[Rows from a point labeling set]
◆ ◆ ◆

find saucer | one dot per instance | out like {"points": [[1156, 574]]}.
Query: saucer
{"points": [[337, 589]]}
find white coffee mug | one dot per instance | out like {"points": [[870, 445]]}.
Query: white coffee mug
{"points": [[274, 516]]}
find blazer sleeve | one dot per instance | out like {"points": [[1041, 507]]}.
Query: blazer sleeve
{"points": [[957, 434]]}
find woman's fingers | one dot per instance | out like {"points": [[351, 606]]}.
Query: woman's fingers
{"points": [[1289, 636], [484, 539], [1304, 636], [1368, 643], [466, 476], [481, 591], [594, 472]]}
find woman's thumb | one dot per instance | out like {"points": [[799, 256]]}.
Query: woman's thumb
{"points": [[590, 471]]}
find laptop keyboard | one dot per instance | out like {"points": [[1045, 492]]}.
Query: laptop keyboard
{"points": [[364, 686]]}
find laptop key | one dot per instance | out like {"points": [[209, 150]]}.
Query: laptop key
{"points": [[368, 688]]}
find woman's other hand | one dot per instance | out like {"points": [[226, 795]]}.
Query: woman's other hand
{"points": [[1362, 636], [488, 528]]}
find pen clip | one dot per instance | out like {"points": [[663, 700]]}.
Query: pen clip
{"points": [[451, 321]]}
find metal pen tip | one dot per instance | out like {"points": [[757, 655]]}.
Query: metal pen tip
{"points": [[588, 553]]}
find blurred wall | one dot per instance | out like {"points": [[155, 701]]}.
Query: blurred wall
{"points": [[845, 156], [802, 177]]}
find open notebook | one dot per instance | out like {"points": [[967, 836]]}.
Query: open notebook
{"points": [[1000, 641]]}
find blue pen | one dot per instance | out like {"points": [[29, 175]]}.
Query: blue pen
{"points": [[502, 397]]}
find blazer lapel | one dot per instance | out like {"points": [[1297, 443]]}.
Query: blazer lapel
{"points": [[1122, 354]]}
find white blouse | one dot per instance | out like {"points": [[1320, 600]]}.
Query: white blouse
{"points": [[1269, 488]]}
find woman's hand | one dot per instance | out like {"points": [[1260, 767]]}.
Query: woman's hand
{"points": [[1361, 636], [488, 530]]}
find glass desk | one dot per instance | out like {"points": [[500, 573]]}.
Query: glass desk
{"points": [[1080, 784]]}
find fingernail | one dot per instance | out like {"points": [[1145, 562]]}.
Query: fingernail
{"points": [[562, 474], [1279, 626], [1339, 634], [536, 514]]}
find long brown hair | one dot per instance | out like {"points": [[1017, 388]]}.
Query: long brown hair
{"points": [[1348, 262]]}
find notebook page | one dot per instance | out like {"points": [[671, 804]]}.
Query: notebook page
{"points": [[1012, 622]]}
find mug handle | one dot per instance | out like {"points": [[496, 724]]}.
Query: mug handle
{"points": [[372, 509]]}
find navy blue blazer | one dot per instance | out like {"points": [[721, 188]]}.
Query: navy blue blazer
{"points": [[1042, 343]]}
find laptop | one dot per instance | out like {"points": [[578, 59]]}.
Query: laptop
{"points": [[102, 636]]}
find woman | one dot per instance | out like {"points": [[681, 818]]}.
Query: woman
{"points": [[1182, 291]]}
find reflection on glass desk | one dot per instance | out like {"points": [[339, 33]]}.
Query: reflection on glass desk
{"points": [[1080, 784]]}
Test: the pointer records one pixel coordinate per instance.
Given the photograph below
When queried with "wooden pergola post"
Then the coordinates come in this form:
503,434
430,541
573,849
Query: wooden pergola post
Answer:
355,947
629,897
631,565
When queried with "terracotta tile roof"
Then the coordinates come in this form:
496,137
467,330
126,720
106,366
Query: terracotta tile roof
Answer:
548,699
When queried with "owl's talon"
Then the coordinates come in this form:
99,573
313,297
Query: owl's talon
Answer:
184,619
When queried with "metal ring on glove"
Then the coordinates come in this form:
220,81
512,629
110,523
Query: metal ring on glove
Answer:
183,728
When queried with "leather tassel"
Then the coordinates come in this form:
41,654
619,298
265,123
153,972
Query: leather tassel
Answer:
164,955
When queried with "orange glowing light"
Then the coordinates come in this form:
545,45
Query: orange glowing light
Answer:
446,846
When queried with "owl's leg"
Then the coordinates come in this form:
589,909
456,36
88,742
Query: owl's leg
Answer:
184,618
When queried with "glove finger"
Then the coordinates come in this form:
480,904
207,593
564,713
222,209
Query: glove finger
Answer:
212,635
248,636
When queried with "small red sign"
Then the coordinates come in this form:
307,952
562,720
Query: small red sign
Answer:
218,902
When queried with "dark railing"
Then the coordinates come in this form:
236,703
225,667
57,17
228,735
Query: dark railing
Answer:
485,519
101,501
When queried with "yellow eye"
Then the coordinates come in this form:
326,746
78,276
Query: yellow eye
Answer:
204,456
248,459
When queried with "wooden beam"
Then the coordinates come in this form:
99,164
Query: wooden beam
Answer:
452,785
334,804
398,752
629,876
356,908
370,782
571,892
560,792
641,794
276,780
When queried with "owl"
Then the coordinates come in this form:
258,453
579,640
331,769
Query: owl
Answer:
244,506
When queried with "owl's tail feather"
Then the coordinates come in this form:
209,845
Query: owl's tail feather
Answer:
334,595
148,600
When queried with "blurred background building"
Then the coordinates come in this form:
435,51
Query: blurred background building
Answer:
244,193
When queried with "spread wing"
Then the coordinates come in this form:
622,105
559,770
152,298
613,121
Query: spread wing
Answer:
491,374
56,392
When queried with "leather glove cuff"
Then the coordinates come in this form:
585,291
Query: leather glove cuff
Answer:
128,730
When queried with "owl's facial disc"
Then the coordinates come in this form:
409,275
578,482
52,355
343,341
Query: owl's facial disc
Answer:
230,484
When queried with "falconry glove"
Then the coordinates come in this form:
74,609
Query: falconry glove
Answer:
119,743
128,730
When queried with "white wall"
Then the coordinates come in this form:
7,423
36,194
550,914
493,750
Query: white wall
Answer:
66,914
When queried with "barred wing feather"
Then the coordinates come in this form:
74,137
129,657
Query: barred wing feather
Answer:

◆ ◆ ◆

• To be done
Report every line in the rows above that contains the word "white", giving each line in full.

• Task result
find white coffee mug | one dot per instance | out like {"points": [[870, 445]]}.
Query: white coffee mug
find white blouse | one dot per instance | out like {"points": [[1320, 600]]}.
Query: white blouse
When queried with "white wall"
Query: white wall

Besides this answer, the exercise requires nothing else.